» **Entries provided**:
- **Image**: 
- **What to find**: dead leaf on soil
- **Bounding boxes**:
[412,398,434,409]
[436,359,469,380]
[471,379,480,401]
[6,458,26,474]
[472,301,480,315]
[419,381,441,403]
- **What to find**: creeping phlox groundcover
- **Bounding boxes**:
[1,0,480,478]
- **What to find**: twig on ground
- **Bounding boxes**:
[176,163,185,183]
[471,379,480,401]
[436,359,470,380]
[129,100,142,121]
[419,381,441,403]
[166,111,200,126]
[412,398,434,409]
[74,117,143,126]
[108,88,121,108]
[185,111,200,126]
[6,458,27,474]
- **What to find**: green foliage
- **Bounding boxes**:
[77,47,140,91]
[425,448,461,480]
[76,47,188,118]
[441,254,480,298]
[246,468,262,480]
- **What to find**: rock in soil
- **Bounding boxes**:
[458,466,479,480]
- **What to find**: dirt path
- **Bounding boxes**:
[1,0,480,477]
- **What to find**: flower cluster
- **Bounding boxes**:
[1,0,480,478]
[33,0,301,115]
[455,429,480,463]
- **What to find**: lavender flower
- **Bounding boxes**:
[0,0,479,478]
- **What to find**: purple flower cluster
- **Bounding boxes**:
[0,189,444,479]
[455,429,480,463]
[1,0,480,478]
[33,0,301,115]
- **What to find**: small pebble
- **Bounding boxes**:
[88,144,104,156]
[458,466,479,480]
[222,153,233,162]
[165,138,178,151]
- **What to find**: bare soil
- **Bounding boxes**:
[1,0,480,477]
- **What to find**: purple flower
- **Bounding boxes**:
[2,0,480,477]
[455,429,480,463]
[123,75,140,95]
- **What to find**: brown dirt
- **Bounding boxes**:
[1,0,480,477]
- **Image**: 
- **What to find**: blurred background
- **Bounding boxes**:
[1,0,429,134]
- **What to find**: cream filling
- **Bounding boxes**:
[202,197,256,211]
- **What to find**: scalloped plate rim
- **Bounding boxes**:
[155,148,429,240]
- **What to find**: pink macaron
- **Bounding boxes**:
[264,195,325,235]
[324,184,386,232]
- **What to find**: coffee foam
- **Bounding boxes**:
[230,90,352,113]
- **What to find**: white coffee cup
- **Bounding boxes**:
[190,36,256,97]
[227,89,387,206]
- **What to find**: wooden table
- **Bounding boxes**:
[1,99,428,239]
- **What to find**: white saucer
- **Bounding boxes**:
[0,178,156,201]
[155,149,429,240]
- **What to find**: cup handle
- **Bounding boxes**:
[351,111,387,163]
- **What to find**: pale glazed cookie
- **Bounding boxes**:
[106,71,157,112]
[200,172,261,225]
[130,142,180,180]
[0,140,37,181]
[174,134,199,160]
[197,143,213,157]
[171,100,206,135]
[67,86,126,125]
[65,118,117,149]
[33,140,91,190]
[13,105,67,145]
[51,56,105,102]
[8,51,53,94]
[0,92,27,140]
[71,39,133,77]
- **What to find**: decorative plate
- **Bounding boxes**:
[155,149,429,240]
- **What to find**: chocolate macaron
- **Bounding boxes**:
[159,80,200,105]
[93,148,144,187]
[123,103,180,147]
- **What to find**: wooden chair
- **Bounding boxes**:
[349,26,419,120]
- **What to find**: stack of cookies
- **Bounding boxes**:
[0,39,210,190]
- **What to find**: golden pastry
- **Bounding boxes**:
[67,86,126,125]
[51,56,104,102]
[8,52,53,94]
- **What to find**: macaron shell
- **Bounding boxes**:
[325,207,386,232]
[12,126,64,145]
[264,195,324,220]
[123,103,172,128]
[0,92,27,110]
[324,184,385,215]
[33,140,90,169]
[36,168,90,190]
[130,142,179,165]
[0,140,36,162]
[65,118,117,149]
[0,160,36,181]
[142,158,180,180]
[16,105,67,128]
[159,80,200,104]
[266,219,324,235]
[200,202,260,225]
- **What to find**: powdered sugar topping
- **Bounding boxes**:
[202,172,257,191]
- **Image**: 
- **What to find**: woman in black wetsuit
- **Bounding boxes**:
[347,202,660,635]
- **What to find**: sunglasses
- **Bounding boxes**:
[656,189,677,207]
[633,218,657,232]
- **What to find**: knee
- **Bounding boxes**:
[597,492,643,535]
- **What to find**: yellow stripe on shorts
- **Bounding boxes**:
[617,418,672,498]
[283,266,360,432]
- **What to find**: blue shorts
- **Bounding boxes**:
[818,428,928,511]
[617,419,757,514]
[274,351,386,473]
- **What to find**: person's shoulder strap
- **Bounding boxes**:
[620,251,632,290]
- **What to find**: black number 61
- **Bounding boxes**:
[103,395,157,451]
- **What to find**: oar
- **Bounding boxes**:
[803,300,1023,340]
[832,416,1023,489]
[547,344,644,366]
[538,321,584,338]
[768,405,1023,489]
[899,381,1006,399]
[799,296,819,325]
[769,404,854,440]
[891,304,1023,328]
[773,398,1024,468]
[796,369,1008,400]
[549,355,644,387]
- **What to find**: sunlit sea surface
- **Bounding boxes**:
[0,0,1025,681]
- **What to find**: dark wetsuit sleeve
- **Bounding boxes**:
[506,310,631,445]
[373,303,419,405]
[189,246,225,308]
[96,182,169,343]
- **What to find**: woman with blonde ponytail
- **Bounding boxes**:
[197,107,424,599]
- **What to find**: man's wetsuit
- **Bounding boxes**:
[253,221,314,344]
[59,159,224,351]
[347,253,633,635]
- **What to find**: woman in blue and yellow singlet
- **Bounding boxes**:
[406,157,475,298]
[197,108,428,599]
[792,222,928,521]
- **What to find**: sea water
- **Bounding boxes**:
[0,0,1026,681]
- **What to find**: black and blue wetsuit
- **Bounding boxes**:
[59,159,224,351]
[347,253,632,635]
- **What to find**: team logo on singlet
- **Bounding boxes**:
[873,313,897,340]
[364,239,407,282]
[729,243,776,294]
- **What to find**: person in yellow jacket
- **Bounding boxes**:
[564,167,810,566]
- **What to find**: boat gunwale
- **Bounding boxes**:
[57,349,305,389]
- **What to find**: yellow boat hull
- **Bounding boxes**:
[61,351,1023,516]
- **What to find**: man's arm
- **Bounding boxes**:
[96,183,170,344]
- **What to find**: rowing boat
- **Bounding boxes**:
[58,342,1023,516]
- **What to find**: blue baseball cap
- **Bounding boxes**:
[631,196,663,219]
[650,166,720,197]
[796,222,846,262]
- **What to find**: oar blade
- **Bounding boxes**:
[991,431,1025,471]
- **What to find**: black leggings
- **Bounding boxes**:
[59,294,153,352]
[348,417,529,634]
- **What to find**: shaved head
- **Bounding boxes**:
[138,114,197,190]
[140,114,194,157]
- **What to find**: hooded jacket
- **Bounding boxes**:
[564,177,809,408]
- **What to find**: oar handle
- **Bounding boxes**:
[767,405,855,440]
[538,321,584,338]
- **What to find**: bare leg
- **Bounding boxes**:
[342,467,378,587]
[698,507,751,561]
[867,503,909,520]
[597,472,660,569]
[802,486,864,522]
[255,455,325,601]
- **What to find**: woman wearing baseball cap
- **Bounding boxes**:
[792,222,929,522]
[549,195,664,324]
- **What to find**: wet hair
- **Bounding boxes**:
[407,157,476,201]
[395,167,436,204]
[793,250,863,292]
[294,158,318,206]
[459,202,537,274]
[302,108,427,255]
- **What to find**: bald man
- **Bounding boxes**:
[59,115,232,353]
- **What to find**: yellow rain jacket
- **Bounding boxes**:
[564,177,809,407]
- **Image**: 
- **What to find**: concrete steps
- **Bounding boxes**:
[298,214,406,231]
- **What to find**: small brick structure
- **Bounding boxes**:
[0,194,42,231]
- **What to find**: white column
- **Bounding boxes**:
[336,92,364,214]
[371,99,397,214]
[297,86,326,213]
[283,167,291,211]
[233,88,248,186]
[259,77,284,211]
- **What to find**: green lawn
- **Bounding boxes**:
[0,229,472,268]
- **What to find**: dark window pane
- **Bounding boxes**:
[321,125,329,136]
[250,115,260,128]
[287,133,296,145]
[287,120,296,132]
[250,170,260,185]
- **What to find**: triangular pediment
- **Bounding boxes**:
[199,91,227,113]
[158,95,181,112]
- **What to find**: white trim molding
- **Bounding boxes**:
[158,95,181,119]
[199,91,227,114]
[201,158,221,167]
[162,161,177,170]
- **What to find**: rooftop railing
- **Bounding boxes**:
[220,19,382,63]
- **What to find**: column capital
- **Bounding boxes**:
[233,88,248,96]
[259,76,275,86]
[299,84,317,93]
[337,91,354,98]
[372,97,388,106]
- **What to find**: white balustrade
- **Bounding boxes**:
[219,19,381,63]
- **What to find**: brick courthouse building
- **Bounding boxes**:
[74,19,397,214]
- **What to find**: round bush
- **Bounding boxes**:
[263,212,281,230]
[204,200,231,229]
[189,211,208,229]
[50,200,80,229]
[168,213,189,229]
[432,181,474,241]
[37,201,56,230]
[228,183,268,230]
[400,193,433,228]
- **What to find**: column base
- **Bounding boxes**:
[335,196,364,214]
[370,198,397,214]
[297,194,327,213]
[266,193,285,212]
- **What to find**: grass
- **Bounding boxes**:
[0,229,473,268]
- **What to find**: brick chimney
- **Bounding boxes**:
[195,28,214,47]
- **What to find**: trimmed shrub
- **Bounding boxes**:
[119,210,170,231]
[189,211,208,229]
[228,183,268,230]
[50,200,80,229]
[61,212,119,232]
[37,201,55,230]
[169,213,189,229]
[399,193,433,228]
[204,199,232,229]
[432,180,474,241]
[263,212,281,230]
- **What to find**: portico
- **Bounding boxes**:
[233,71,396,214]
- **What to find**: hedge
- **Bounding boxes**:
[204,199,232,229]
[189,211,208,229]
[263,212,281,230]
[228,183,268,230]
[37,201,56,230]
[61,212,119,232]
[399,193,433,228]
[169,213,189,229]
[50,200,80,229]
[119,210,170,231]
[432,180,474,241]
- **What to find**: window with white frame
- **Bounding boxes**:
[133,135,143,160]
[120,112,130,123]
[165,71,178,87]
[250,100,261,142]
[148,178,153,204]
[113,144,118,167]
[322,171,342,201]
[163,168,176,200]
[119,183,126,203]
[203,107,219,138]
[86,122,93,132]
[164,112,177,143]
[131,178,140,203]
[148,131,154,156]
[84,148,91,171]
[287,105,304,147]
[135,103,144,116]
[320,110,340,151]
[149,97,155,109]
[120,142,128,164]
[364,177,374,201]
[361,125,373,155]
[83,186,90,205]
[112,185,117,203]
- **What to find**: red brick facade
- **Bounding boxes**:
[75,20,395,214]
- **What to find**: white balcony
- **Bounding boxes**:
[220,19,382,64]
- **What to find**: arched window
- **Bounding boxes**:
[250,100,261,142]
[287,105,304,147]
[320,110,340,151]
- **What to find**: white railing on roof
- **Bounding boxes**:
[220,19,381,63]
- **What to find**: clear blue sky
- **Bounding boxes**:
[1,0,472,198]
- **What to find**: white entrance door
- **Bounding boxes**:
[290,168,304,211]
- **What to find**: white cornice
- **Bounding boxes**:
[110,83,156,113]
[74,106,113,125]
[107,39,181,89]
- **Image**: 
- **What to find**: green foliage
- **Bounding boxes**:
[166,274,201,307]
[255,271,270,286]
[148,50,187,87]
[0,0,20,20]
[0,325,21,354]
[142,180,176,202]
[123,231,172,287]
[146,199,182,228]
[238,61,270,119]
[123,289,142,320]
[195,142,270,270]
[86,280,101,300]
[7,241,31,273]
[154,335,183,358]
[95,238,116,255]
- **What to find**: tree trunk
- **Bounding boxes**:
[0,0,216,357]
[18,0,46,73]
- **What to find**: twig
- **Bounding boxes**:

» **Exercise requirements**: Find and copy each line of the material that holds the word "flower".

» **Exercise solution**:
- **What to find**: flower cluster
- **What to find**: lavender flower
- **What to find**: purple flower cluster
- **What to find**: purple flower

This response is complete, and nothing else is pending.